• _Work required_:
A single number is required: the count of lines in the entries below that include the word "format".

• _Material for the task_:

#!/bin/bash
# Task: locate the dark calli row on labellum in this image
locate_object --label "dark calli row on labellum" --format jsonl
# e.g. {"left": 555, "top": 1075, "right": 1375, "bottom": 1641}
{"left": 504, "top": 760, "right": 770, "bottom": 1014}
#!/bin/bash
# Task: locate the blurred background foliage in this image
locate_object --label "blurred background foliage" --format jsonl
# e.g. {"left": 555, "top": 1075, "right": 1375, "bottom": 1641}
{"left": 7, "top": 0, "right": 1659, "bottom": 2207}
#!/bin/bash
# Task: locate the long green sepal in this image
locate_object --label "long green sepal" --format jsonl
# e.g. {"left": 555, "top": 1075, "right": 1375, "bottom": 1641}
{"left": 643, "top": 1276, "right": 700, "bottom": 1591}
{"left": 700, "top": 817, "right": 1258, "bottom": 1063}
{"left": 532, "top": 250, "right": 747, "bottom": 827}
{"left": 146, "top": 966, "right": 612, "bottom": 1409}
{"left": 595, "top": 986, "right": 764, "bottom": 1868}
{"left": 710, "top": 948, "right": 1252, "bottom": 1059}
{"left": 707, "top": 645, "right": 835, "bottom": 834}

• _Written response_:
3